# WHAT YOU HAVE TO DO
Gather every line of the data below that contains the string "distant" and copy each one out. Case matters.

# RECORDS SUPPLIED
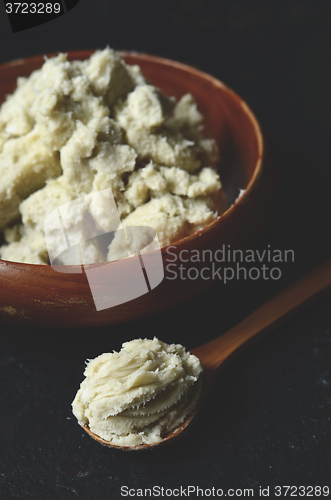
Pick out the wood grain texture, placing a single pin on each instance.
(38, 295)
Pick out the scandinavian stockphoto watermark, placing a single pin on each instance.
(226, 263)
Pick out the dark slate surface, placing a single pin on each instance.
(270, 421)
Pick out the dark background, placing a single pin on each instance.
(269, 423)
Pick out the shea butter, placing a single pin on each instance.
(73, 128)
(138, 395)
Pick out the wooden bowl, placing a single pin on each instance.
(39, 295)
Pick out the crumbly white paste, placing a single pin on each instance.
(138, 395)
(75, 128)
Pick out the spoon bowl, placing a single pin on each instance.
(216, 353)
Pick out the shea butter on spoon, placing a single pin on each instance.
(147, 394)
(139, 395)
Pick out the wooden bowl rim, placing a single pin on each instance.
(84, 54)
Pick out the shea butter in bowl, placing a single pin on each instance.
(111, 292)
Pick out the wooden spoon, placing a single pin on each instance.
(266, 318)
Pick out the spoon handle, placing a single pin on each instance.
(267, 317)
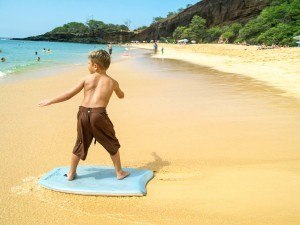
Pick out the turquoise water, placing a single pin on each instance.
(20, 55)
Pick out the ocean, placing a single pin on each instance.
(20, 55)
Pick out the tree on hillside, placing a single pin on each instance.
(157, 19)
(177, 34)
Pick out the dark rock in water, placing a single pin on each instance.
(114, 37)
(216, 12)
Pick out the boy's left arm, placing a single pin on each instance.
(65, 96)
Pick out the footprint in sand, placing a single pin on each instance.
(177, 176)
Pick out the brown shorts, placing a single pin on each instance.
(94, 123)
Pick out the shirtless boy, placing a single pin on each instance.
(92, 119)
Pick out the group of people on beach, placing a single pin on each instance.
(155, 47)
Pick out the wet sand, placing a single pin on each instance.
(224, 148)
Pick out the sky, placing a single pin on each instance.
(23, 18)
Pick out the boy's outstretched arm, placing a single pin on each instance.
(65, 96)
(118, 90)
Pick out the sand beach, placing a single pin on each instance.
(224, 146)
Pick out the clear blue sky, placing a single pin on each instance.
(22, 18)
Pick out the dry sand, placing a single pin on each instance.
(278, 67)
(225, 150)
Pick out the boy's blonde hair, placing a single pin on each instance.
(101, 58)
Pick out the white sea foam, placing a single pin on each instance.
(2, 74)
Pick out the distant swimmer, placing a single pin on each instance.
(109, 49)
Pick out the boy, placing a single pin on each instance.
(92, 119)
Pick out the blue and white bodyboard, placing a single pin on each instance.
(98, 180)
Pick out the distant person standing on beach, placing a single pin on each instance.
(109, 49)
(155, 46)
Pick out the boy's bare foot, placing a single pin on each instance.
(70, 176)
(122, 175)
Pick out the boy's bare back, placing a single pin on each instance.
(98, 89)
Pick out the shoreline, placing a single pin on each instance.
(279, 68)
(220, 142)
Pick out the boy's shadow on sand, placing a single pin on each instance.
(156, 165)
(98, 174)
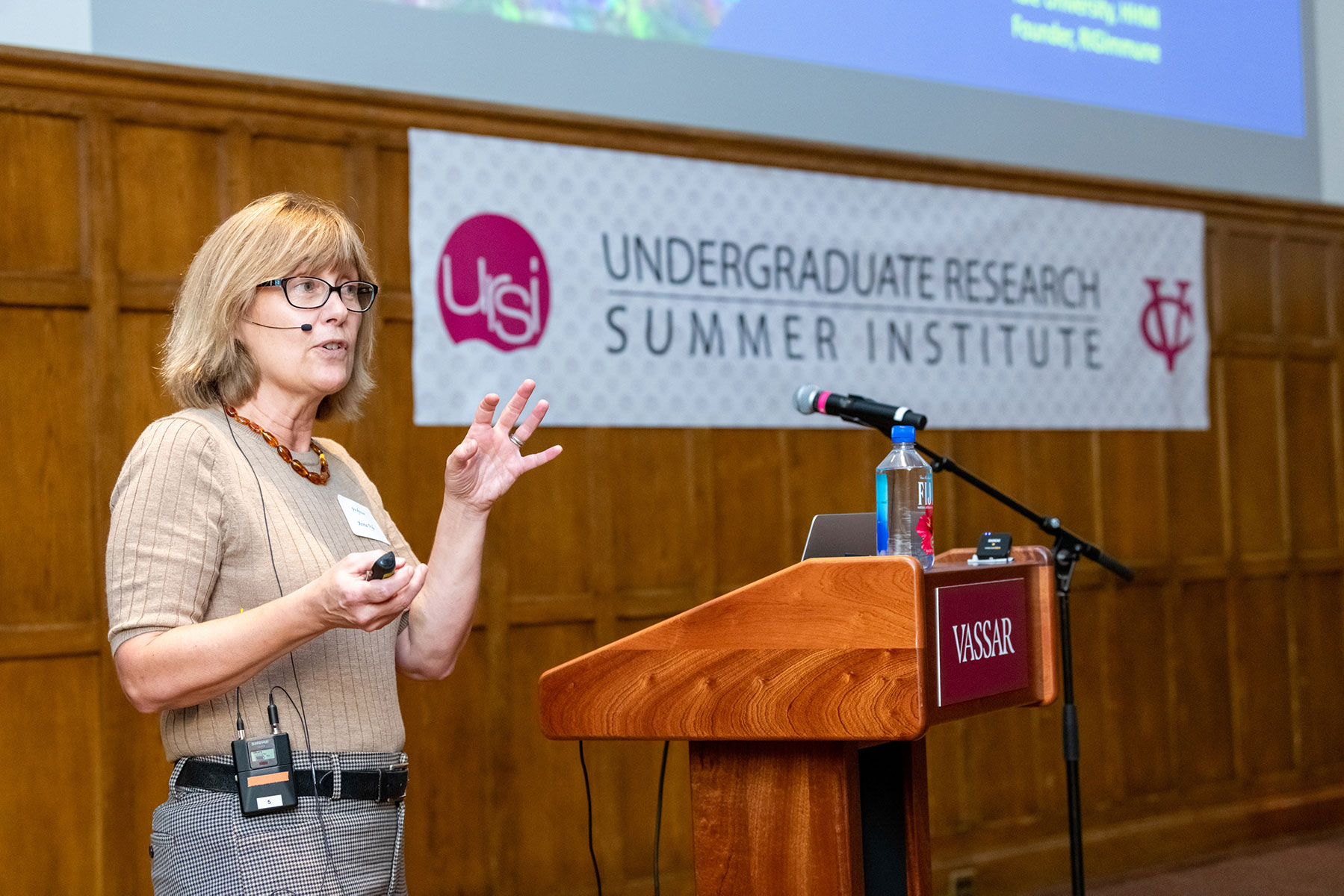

# TASK SOLUTION
Pick out the distant swimmer, placing a single pin on each instance.
Pick out the distant person standing on beach, placing a single pin on each instance.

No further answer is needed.